» **The problem**
Copy out every line of the records below word for word, leaving out the pictures.

» **Source data**
---
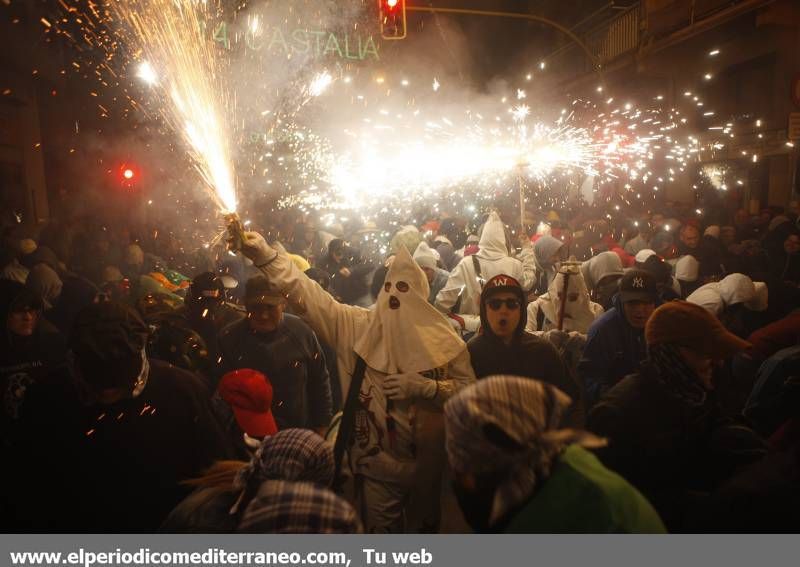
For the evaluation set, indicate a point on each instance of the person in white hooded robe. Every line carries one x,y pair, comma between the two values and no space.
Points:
414,363
427,259
461,296
734,289
579,311
601,274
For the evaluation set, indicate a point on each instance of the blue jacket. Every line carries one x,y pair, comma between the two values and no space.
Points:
293,361
613,350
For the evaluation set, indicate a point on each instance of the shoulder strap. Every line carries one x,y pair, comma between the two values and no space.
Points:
540,319
348,417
---
» **Task answer**
For the evaluation set, indicate a point on each instance of the person in white hooded robe. Every line carries one x,y pair, comma between the two values and no space.
Points:
414,363
427,259
461,296
734,289
579,311
601,274
For the evaluation set, indicate a point on each instance of the blue jacket. Every line carries one x,y pair, comma between the two values and no space.
Points:
293,361
613,350
For the evaluation set, indicate a point on each instance of the shoulder strap. Every line carries one x,y pair, comma between the two values and no space.
Points:
540,319
348,417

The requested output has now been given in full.